# [Work required]
Write out the stretch of the blog comments below word for word, beginning at "Personally, I don’t" and stopping after "all that necessary.".

# [Quoted passage]
┌──

Primate that dapples in writing when not picking others' fleas or flinging its own poop. View all posts by thefallenmonkey

18 responses to “POV for Vendetta

  • Melissa

    At a conference I attended during the tail end of February, agents and editors reassured the masses rules CAN be broken, and some of the best works absolutely do. If it works, if it reads well, if the message is properly conveyed – what does it matter? As long as there is consistency, and it works, poo poo on the other editors.

    Writing is an art form. Yeesh.

  • Eva

    So good to see you back in the tree with shiny eyes …
    That is an interesting topic indeed. Haven’t read the manuscript so impossible to judge on that one.
    All I can say is that I myself rarely saw perspective switches between 3rd person limited so far, and I think I can remember they really irritated me (but no names, so sorry). Personally I don’t like them during a scene as they make me stumble, so prefer the clear cut.
    But as Melissa mentions – if it is well done, pretty much EVERY rule can be broken. So go where your heart tells you to. Am very curious to find out how this comes out.

    • thefallenmonkey

      Thanks, Eva! I suppose that’s why it’s good (and fair) that this editing process involves more than one person, as we can all bring our different perspectives to it. I’ll have to honor whatever the MEs come back with and trust in their professional judgment. Just can’t help but admit I’ll be positively gutted for this author if she has to revamp it to one POV per scene. Will keep you posted!

  • Milo James Fowler

    Welcome back to the land of the blogging, CK! =]

    Personally, I don’t have a problem with head-hopping during a scene — as in, I see nothing wrong with it. Two of the editors who’ve accepted my work, however, had me rewrite scenes to keep only one character’s POV dominant in each. I agreed at the time that it made the scenes clearer, but I have lingering doubts it was all that necessary.

└──

# [Information supplied]
┌──

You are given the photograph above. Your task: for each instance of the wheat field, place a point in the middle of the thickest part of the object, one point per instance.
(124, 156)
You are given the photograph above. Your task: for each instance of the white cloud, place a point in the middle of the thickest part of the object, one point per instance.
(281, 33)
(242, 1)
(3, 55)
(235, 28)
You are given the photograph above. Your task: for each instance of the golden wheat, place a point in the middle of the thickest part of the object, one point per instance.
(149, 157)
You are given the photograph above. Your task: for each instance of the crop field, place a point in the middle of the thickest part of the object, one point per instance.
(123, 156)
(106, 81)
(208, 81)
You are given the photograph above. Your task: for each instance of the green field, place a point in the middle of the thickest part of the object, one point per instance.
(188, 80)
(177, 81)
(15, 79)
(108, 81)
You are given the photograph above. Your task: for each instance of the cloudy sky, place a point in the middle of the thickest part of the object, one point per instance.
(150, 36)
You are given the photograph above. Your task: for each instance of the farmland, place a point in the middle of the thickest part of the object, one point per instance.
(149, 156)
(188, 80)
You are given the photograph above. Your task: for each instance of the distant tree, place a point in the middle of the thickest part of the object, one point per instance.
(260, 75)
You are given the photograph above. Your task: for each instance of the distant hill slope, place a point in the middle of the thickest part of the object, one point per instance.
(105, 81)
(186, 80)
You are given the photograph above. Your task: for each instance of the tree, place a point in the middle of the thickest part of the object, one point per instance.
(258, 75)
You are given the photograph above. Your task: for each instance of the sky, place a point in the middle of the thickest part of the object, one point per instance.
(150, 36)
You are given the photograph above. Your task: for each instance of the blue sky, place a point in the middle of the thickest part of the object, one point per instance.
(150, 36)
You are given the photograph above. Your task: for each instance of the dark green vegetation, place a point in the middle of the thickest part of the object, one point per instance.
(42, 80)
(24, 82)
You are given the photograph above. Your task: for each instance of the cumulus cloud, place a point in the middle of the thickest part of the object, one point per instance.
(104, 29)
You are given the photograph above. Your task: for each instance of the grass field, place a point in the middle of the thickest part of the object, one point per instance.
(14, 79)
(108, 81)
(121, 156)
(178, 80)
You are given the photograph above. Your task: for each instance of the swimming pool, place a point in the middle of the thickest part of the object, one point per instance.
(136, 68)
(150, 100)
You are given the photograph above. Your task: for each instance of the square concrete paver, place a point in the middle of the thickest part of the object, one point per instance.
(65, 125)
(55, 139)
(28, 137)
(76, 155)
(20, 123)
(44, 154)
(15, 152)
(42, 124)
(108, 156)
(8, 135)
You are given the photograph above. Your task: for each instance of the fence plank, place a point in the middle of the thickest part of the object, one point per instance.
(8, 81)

└──

# [Result]
Personally, I don’t have a problem with head-hopping during a scene — as in, I see nothing wrong with it. Two of the editors who’ve accepted my work, however, had me rewrite scenes to keep only one character’s POV dominant in each. I agreed at the time that it made the scenes clearer, but I have lingering doubts it was all that necessary.